(Pasaje citado)
"""
El puente y el rosario

HACE ALGUNAS SEMANAS EN la tribuna del teatro «Fausto» pronuncié estas palabras: «Solamente nos queda un camino: triunfar. No es posible convocar a un pueblo; comprender e interpretar sus necesidades; prometerle remedios efectivos para sus males mayores, y ofrecerle después, tranquilamente, soluciones incompletas.

»Eso sería traicionar a ese pueblo, que ha confiado en nosotros; sería traicionar a nuestras mujeres, que han venido a auxiliarnos trayéndonos lo que siempre nos falta a los hombres: pureza; sería traicionar a nuestros hijos, para los cuales queremos ganar una patria honrada de veras; ¡sería traicionarnos a nosotros mismos en el propósito que hemos hecho y en el juramento que hemos prestado ante las tumbas de los que nos dieron la libertad!… »No es posible arrancar a los viejos generales de los sitios en donde descansan de sus fatigas gloriosas, y traerlos a la ciudad para que sirvan de mensajeros a una Asamblea circunstancial… »

Hoy es bueno repetir esas palabras. Aquel criterio mío, lo mantengo ahora con más convicción que nunca, y sé que’ lo comparten todos los miembros del Consejo Supremo Provincial,  todos los directores del Movimiento de Veteranos y Patriotas,  todos los cubanos que tengan el concepto de la responsabilidad del hombre ante la historia. Y sólo podrán olvidarlo incidentalmente temperamentos que, dignos, pero candidos,  caigan en las mallas de una dialéctica de hipócrita o en las garras de un picapleitos astuto.

He ahí nuestra intransigencia. Se nos llama intransigentes porque no queremos ni vamos a entrar en un arreglo, que sería siempre una transacción sobre el honor nacional. Se nos llama intransigentes porque mantenemos, y seguiremos manteniendo, un programa de rectificación salvadora y no estamos dispuestos a ceder un ápice en nuestras peticiones, que todo ciudadano  honrado encuentra justas.

Para acercarse a los Veteranos y Patriotas, para llegar a nuestro lado en forma digna, y no reptando sobre babas resbalosas de promesas hipócritas, para poder hablar con el general García Vélez, hay un puente, un solo puente: nuestro programa. Cumplir ese programa es cruzar el puente, es estar a nuestro lado, es solucionar la espantosa crisis del presente, es tomar una posición desde la cual se afronten las crisis del porvenir: eso sería, en resumen, convertir en honrado nuestro Gobierno, sería, en fin,  nuestra victoria. Pero a darnos esa victoria se resiste todo el  cúmulo de intereses bastardos e ilegítimos, nacidos y amparados precisamente bajo las leyes que combatimos. Por eso, el puente no se cruza; por eso, no se cumple nuestro programa.

La intransigencia, pues, existe de parte del Gobierno. Y esa intransigencia nos nos sorprende, ni nos indigna. Una rectificación noble y verdadera salva toda una vida de error; pero es difícil que, de la noche a la mañana, se conviertan en hombres sinceros y honrados los que vivieron siempre en el engaño y el delito; difícil es que surja la aptitud del sacrificio en los que tienen el alma envilecida por la codicia; difícil es que escuchen al pueblo los que solamente le consideraron como escalón necesario, pero despreciable, para alcanzar un sitio desde el cual se le burlara con impunidad. Bien sabemos que es más fácil regatear en la joyería una prenda para la amante que regatear en los escaños del Congreso una ventaja para el pueblo; y es más cómodo mantener y gozar una quinta de recreo, que mantener y sacar triunfante un criterio contra todos los obstáculos y todas las tentaciones.
"""
(Tareas a realizar)
a) Según el texto «El puente y el rosario», ¿desde dónde se pronunciaron las palabras que se citan al principio?
b) Copia palabra por palabra el fragmento del texto «El puente y el rosario» que empieza con "HACE ALGUNAS SEMANAS" y sigue hasta "tranquilamente, soluciones incompletas.".
c) Retoma el texto «El puente y el rosario» a partir de su última oración y sigue escribiéndolo.
Los registros no hacen falta para esto.

Registros del conjunto de datos
"""
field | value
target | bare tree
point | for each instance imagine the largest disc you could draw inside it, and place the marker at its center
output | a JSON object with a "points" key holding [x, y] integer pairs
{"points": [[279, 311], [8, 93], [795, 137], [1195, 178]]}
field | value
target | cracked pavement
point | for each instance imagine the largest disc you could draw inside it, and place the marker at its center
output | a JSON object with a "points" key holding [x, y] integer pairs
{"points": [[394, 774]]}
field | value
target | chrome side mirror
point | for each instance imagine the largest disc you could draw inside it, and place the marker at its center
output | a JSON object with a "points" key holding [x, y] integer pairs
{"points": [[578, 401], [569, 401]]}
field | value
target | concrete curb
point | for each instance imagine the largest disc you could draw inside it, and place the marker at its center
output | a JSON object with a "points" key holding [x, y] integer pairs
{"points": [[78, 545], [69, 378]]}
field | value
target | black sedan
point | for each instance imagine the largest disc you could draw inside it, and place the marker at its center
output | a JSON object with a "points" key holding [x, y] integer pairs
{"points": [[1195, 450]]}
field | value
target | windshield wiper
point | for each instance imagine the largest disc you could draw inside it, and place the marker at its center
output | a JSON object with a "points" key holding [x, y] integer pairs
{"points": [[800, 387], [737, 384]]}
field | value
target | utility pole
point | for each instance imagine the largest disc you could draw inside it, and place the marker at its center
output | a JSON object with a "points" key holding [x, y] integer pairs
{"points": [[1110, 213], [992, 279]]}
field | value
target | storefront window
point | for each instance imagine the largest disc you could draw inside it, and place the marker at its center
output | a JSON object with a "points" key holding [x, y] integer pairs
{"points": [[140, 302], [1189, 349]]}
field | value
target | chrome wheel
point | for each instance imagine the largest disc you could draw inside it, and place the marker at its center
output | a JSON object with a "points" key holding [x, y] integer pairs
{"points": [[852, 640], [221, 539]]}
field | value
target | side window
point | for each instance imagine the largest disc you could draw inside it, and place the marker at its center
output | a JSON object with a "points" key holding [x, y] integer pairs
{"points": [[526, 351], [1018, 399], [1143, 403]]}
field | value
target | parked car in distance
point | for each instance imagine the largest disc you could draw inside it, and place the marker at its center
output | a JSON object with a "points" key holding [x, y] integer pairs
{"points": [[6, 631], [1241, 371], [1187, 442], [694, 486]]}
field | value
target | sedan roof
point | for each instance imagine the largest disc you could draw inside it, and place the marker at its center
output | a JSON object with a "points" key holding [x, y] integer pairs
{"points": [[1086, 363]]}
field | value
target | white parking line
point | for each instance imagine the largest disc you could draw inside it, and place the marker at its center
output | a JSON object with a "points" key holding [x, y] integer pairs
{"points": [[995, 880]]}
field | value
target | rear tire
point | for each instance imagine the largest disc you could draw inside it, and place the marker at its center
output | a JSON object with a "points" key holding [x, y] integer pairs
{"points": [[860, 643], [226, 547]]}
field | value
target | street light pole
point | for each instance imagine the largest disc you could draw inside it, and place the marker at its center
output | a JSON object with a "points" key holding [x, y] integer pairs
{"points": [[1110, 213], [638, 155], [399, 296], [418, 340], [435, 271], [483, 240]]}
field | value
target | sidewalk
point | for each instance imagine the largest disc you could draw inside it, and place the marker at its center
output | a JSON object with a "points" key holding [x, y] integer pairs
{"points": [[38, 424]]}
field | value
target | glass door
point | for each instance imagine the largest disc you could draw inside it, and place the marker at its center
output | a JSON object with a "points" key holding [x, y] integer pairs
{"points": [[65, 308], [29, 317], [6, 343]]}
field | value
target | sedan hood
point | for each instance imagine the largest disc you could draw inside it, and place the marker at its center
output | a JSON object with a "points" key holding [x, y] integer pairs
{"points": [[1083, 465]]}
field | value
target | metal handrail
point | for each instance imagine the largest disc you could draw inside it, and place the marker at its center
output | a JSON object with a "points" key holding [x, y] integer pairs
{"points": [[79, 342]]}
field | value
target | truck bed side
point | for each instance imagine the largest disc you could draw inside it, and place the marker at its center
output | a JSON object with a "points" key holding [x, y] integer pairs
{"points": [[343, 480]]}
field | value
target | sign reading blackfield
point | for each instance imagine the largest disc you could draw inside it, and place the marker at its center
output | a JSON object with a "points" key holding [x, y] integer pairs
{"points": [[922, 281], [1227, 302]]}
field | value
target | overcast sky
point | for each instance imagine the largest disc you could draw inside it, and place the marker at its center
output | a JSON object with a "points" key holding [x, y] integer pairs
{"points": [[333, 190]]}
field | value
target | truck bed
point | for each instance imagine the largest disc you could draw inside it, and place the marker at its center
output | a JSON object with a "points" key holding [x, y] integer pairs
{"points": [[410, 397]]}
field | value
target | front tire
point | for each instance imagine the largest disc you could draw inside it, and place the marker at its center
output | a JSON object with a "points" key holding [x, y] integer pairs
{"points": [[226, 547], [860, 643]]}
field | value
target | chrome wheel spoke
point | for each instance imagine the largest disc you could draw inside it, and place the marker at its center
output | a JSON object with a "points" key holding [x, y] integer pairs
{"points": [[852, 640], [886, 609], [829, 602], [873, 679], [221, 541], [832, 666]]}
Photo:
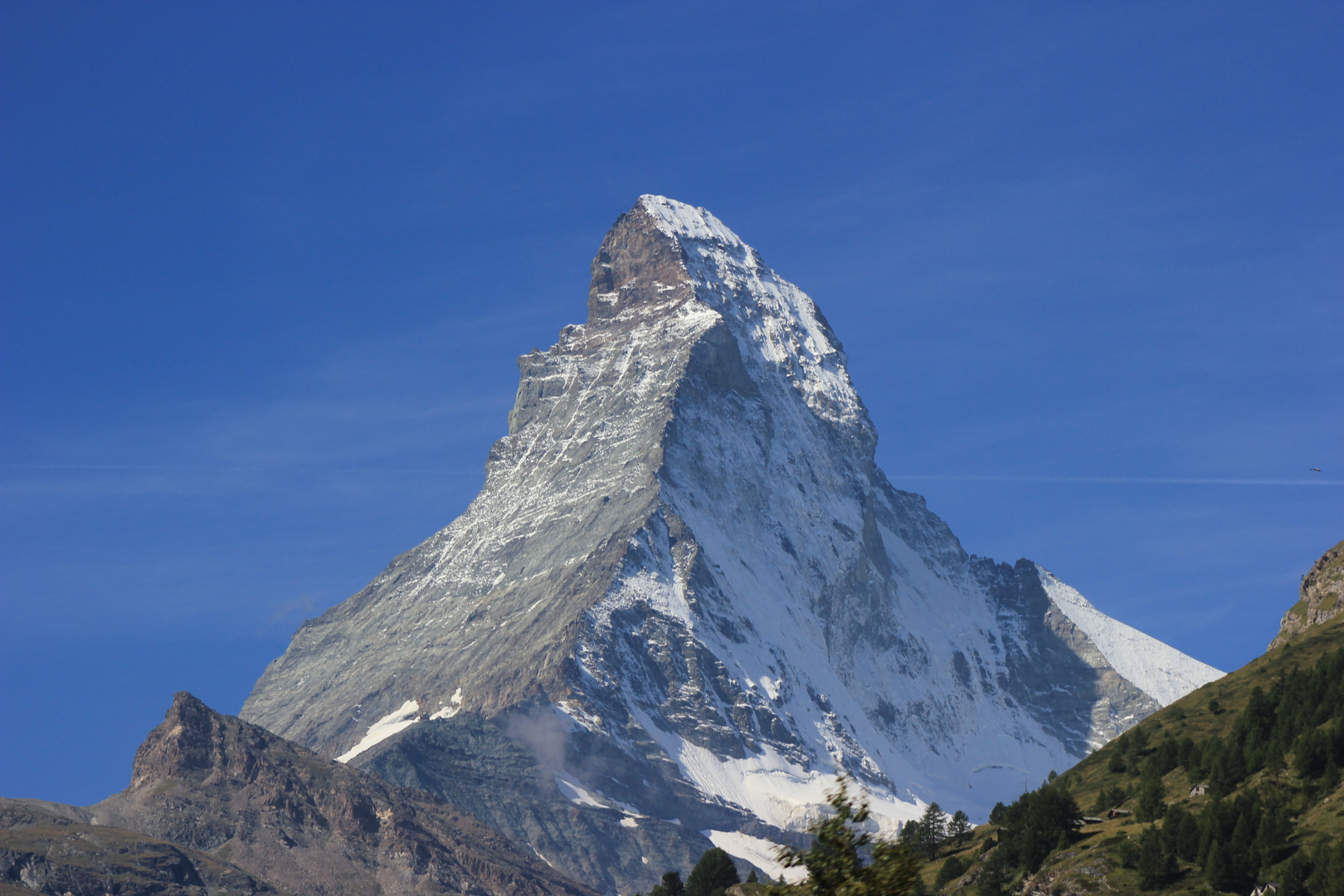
"""
(Resultados por tarea)
a) Desde la tribuna del teatro «Fausto».

b)
HACE ALGUNAS SEMANAS EN la tribuna del teatro «Fausto» pronuncié estas palabras: «Solamente nos queda un camino: triunfar. No es posible convocar a un pueblo; comprender e interpretar sus necesidades; prometerle remedios efectivos para sus males mayores, y ofrecerle después, tranquilamente, soluciones incompletas.

c)
Todo fenómeno es natural y explicable cuando se conocen los factores que lo producen; los incapaces, los débiles y los malvados, no es extraño que alquilen su pensamiento y su conciencia.

La esperanza que tuvieron algunos de que el clamor público fuera oído, atendido y satisfecho, ha sido defraudada; tal como sospechaban los que conocían la sordera, la incapacidad o la indiferencia de aquellos a quienes se elevaba ese clamor. En ese sentido, la palabra ha sido inútil. «Margaritas a cerdos…» No hay que pedir peras al olmo. ¡Si se quieren peras, arranqúese el olmo y plántese y cuídese debidamente el peral, que no negará el fruto al hombre que lo mereció como recompensa a su trabajo!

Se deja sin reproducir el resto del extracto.